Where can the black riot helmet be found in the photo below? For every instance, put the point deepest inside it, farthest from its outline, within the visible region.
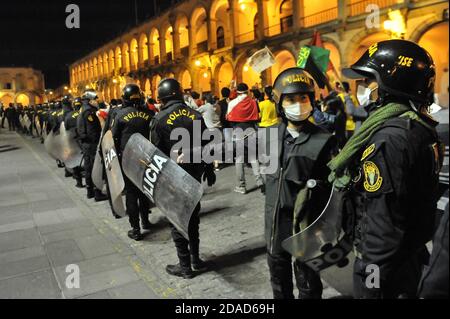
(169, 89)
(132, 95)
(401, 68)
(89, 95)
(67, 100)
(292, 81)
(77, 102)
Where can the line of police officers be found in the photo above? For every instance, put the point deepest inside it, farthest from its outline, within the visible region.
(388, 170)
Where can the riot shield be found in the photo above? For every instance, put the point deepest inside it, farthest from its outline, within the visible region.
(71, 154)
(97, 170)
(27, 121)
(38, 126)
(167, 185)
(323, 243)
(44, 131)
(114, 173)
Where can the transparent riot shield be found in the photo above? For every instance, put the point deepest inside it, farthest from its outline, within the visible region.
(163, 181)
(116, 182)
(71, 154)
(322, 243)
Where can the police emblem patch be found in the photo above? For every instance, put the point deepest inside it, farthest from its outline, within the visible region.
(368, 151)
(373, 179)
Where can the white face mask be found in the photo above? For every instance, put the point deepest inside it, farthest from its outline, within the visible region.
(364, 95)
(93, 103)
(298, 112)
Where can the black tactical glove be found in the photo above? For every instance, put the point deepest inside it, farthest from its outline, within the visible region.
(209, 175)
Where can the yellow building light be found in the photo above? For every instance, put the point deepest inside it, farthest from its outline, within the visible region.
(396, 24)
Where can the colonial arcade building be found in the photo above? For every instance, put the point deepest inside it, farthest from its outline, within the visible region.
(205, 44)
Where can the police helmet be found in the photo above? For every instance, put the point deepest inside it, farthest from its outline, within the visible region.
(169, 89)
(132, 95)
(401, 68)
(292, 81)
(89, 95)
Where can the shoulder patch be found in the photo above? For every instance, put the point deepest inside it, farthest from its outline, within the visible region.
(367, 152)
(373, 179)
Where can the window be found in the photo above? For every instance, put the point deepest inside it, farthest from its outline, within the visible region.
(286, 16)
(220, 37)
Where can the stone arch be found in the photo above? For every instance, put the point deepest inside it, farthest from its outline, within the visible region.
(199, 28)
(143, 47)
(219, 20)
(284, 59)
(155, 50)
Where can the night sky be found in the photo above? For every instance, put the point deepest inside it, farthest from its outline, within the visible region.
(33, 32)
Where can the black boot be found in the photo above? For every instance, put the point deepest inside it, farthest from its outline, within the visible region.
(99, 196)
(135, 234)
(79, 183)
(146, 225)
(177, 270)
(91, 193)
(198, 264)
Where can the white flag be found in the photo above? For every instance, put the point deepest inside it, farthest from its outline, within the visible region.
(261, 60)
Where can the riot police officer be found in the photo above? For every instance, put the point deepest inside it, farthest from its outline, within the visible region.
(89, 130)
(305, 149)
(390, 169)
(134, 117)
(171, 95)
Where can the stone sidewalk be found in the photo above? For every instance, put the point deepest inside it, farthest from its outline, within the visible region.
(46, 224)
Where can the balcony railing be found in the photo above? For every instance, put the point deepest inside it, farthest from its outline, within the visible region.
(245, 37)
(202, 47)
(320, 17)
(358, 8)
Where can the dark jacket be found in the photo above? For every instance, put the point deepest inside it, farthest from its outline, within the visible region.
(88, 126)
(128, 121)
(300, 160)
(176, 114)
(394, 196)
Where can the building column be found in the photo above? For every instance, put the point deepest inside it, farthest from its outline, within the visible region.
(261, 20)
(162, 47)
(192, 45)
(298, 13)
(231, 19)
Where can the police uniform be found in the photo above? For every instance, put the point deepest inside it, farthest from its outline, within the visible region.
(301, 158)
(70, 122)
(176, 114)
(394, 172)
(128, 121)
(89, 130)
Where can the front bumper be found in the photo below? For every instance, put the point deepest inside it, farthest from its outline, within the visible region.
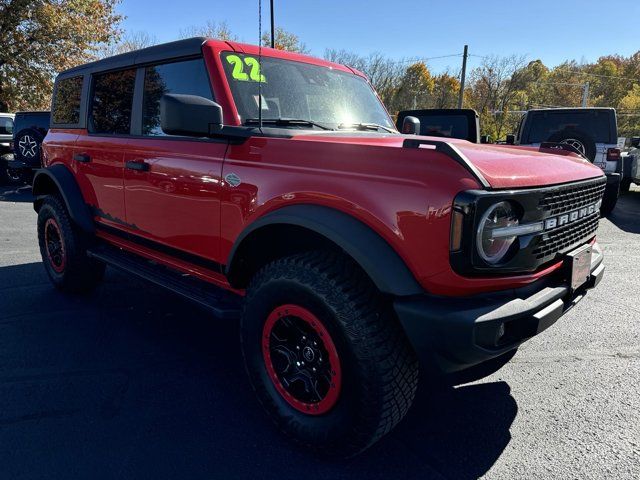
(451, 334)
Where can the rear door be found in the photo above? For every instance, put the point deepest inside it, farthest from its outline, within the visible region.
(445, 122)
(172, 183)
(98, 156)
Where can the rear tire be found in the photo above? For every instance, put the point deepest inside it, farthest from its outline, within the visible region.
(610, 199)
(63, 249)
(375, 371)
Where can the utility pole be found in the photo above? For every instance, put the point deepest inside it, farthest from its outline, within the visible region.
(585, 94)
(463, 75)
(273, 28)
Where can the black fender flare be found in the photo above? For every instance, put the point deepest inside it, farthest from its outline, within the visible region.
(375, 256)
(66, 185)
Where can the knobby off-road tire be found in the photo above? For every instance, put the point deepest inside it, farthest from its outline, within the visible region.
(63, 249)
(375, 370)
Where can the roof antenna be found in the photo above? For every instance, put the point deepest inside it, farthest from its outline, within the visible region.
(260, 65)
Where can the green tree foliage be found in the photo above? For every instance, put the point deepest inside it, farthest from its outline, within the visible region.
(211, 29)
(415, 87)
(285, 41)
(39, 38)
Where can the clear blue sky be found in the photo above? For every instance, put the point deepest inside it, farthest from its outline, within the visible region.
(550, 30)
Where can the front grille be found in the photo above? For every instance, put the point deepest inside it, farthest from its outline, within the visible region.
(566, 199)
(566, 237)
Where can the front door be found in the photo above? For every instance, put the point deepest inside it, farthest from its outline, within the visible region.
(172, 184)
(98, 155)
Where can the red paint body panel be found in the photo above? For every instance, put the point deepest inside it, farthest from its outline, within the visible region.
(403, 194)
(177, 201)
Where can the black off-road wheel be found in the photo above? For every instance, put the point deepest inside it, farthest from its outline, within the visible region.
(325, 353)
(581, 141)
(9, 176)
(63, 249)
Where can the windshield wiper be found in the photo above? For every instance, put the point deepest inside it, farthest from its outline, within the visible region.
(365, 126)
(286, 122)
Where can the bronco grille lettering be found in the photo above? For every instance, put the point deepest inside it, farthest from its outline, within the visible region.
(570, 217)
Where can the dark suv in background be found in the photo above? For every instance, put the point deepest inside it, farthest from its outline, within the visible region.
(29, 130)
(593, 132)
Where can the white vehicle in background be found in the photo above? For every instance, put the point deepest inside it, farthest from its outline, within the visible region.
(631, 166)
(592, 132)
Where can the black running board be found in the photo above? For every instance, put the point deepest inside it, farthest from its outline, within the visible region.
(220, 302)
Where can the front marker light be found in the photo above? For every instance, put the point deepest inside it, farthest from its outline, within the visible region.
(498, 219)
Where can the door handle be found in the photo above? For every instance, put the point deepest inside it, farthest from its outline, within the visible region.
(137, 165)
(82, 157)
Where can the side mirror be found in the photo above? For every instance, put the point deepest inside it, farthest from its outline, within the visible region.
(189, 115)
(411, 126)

* * *

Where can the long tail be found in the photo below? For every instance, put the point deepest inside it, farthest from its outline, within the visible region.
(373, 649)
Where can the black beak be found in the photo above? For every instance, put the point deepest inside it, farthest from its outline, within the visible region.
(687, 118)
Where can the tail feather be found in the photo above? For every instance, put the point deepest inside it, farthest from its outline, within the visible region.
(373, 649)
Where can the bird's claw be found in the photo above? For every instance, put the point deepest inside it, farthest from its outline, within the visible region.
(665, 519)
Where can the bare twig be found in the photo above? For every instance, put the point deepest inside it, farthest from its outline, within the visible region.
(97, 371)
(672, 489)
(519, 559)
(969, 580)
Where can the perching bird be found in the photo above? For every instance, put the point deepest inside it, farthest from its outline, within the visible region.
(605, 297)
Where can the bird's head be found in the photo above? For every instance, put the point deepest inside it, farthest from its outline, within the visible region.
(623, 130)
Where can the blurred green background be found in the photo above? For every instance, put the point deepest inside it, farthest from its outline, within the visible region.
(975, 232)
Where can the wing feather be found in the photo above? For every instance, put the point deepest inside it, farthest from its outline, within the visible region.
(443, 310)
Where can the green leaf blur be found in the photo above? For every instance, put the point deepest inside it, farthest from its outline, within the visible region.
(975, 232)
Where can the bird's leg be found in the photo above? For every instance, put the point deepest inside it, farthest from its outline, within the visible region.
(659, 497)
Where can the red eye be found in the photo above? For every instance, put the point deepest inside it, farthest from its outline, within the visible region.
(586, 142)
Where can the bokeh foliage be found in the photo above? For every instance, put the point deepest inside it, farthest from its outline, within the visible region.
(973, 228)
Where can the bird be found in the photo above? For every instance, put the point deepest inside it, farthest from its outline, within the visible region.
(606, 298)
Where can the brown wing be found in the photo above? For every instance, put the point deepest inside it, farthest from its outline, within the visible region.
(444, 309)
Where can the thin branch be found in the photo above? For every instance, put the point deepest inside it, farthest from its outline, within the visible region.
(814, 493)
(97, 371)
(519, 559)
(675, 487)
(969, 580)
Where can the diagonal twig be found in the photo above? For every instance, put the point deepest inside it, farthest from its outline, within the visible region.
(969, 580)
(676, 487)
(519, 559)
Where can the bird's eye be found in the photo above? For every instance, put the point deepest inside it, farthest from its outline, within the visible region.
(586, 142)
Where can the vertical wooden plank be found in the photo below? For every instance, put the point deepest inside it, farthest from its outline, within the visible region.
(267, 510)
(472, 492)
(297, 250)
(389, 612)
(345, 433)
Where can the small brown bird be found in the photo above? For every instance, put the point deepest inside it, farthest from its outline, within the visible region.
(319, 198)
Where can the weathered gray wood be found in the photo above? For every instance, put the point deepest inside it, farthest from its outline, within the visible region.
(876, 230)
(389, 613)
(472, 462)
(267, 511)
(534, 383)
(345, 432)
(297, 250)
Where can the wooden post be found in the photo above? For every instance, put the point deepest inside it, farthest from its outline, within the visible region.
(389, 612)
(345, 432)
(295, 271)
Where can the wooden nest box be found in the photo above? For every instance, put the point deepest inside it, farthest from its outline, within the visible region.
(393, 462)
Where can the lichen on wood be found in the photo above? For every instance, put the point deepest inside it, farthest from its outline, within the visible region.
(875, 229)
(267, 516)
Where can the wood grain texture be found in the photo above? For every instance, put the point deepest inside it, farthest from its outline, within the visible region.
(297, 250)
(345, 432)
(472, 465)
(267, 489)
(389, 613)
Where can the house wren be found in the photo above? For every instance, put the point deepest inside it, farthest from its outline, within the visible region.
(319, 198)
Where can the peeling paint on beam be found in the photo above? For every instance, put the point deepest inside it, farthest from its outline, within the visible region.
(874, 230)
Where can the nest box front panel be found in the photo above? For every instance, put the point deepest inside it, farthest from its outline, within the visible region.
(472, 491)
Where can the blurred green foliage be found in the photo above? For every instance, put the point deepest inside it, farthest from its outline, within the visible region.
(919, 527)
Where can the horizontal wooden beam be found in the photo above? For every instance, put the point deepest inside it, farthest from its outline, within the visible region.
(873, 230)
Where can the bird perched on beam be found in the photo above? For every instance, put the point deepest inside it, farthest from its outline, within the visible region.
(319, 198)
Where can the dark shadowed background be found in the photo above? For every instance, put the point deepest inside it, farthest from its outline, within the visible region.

...

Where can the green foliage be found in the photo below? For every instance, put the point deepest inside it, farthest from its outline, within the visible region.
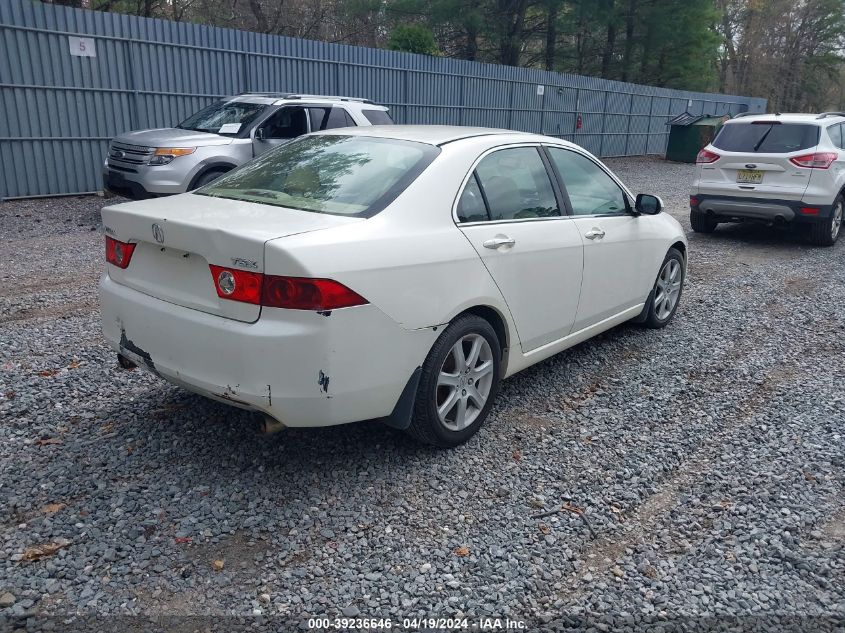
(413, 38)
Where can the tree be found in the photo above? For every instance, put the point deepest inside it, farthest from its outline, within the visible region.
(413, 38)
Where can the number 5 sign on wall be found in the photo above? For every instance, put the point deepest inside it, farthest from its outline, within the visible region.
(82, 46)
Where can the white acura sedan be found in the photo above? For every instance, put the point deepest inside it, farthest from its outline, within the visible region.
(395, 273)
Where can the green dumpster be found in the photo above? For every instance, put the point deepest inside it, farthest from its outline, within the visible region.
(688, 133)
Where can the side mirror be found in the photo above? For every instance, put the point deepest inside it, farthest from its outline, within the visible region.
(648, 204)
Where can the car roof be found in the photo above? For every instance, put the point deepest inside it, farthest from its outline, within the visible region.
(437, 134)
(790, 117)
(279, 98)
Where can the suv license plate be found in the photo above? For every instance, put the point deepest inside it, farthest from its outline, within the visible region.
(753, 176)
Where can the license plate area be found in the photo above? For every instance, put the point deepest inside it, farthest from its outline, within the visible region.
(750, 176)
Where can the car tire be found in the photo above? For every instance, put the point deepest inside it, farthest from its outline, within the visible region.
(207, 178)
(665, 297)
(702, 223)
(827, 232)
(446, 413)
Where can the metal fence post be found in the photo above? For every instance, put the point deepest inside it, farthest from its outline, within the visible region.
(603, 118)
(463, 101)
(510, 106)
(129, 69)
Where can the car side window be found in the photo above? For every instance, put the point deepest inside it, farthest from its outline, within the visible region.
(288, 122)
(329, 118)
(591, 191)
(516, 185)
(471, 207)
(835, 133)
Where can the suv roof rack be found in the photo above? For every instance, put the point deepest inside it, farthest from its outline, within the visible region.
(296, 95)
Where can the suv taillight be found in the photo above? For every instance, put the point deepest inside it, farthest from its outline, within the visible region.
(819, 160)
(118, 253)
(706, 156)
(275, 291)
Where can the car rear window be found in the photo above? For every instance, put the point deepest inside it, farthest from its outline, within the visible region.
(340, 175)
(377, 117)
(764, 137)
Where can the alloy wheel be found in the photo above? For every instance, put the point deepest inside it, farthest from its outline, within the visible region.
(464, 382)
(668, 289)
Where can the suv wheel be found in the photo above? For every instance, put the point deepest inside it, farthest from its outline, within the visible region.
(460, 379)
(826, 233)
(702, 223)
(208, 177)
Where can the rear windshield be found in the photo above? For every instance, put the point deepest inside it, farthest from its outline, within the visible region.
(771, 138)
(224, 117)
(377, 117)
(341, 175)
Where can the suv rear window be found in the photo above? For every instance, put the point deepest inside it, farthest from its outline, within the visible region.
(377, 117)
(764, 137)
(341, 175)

**Work to complete:** Copy the material verbatim, from the line that contains "Where can the horizontal" through the line that contains "Where can the dark shadowed", including both of those lines.

**Output for this task:**
Where can the horizontal wooden beam be found in the photo above? For every instance, put the point deepest inside it, farthest from its outline, within the visible region.
(873, 230)
Where can the bird perched on beam be found in the photo above? For every instance, put the point deepest inside it, farthest from its outline, within the visible region.
(319, 198)
Where can the dark shadowed background be found in the photo above? For every instance, put the point deepest inside it, farthest from its outline, within the visible region.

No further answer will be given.